> _Pasaje extraído_:

De abajo arriba. Sin privilegios de entrada ni sinecuras de
salida. Derechos y deberes sin solución de continuidad, como reseñaría siglos
después El Manifiesto Comunista en su búsqueda incesante de respuestas a la
cuestión social (“no más derechos sin deberes ni deberes sin derechos”).
Público y privado en un mismo plano. Con capacidad para gobernar y ser
gobernado, sin división del trabajo político, uno para todos y todos para uno.
Aquella era una democracia de proximidad que tenía en la “polis” su epicentro.
Un espacio vital en el que sus pobladores se reconocían en un proceso continuo
de autogobierno. La autonomía frente a la delegativa heteronomía que rige en los sistemas actuales. La acción
directa del individuo en sociedad, sin mediadores, intermediarios o
interpretes, el “zoon politikon”.
La autoinstitución de la sociedad por la sociedad
misma. O en palabras de Hanna Arendt
“la democracia como el régimen que permite al hombre revelar su ser a través de
la acción y la palabra”.
Aquella democracia analítica, esculpida como educación para
la ciudadanía, una Paideia, no necesitaba mitos para
justificarse. Sencilla en cuanto a recursos materiales y tecnológicos, próspera
en cuanto a desarrollo humano, estructuras como el Parlamento, los Partidos o
el Estado en su perímetro vital eran totalmente impensables, prótesis
superfluas. El compromiso político de los habitantes de la polis era de este
mundo. No estaban colonizados mentalmente por el más allá. Hecho que contrasta
con el halo místico y las supercherías con que nuestras muy pragmáticas
sociedades capitalistas necesitan cubrirse para legitimarse. La clave de esa
singular superioridad ha sido radiografíada con
maestría por Cornelius Castoriadis: “no habiendo nada
que esperar de una vida después de la muerte, ni de un Dios benévolo y atento,
el hombre se encuentra en libertad de obrar y pensar en este mundo”.
Luego vino la democracia digital. Un mundo de datos,
registros, mercancías, grandes espacios para los mercados, masas en ebullición
constante y el sentimiento de la propiedad privada frente a la más sencilla
posesión imperando sobre todas las cosas. La gran transformación que el
capitalismo introdujo fue el babélico reino de la cantidad (pesos, medidas,
monedas e individuos aislados). Y con él la estratificación social, el
principio de autoridad, el desbordamiento de la persona por el solipsismo, la
usurpación de lo público-común por lo estatal, la división de poderes, el especialismo productivo, las jerarquías coactivas, los
privilegios y el solapamiento de la sociedad civil por la trabazón política. La
vida sojuzgada por las sombras de la caverna platónica. A un lado estaba el
artefacto Estado con su pandémica burocracia, los
Partidos clientelares, la Nación como depositaria de la soberanía, el
Parlamento ventrílocuo y las Elecciones como rutinario mecanismo de expresión
de la voluntad popular. Un tinglado de barreras elevadas a la categoría de
instituciones para diseñar un modelo demoscópico placebo titulado democracia
representativa con el que hacer realidad la dominación y explotación de los más
por los menos, de arriba abajo. La golosina del sufragio, como sucedáneo de la
auténtica participación, y la entronización de los “líderes políticos”

> _Tarea propuesta 1_:
Según el pasaje sobre la democracia, ¿qué estructuras resultaban totalmente impensables en aquella democracia analítica?
> _Tarea propuesta 2_:
Escribe la continuación del pasaje sobre la democracia a partir de su última línea.

> _Datos registrados_:

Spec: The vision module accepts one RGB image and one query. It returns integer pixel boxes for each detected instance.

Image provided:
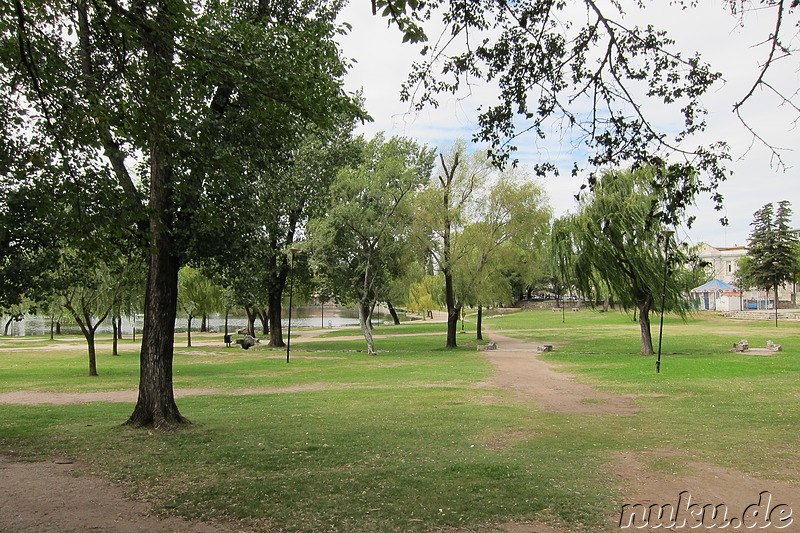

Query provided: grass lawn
[0,309,800,532]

> _Respuesta esperada 1_:
El Parlamento, los Partidos o el Estado.

> _Respuesta esperada 2_:
posibilitaron una larga etapa de servidumbre voluntaria, inaugurada con la
prédica de que la magnitud de las sociedades a escala del capitalismo avanzado
hacían inviable la “vieja democracia”. En realidad, tras un problema de
densidad de tráfico, tanta verbalización ocultaba una mutación de la calidad por
la cantidad, con toda la involución ética que eso conlleva.
Ahí está precisamente el mérito irrefutable y la gran
aportación a la democracia sin adjetivos (directa por supuesto) del Movimiento
15M, surgido en España al rescoldo de la indignación ciudadana contra la crisis
humanitaria desatada por el golpe de los mercados financieros. Su no
resignación ha desmentido en la práctica ese axioma paranormal de la
imposibilidad de acción política eficaz al margen de los canales establecidos.
Al pronunciarse frente al sistema y los poderes fácticos, “los indignados”
demostraban la falacia sobre la que el Poder había cimentado el consentimiento
político y el consentimiento de la producción utilizando el recurrente señuelo
del Estado. A través de su lucha se ha recuperado en su integridad “el derecho
a decidir”, propio de los modelos autogestionarios (que es tanto como decir
simplemente democráticos), contra la fantasmagórica “libertad de elegir”,
característica de la sociedad de consumo (político y económico). Aquel
silogismo mecánico que presumía un consenso idílico entre capitalismo y
democracia, teorizado por los mentores del neoliberalismo, y hoy hecho añicos
por la bárbara realidad, insinuaba en su esquematismo el tipo de democracia
baldía que agrada al capitalismo de última generación.
Porque lo que llamamos “sistema” es una realidad
profundamente antidemocrática por infrahumana. De doble hélice, con
concentración económica y concentración política. Capaz de compatibilizar el
capitalismo de Estado (modelo del Oeste) con el socialismo de Estado (modelo
del Este), como demuestra el feroz sincretismo de la China actual, un Estado
ballena que parasita lo peor de cada experiencia. Esa “patología de la
racionalidad humana”, como denunciaron en su día los filósofos de la Escuela de
Frankfurt con su teoría crítica, exige como condición sine qua nom que la opinión pública sea la opinión publicada y que
el pueblo devenga en masa enfeudada al troquel que demande el statu quo, vulgar
razón de Estado. La “monstruosidad ideológica” del Estado capitalista-comunista
(orweliano) más grande del planeta habla a las claras
del error conceptual que anidaba en la prédica marxista de la superación de los
contrarios como un duelo entre tesis y antítesis que concluiría en una síntesis
integradora. Lejos de ello, parece más cierto que como sostienen Theodor V. Adorno y Max Horkheimer
lo que rige en la interacción social es la “dialéctica negativa”, un vaivén que
marca la huella de la “democracia” como un sustrato indefinido, una revolución
permanente.
Pero volvamos a la democracia digital realmente existente.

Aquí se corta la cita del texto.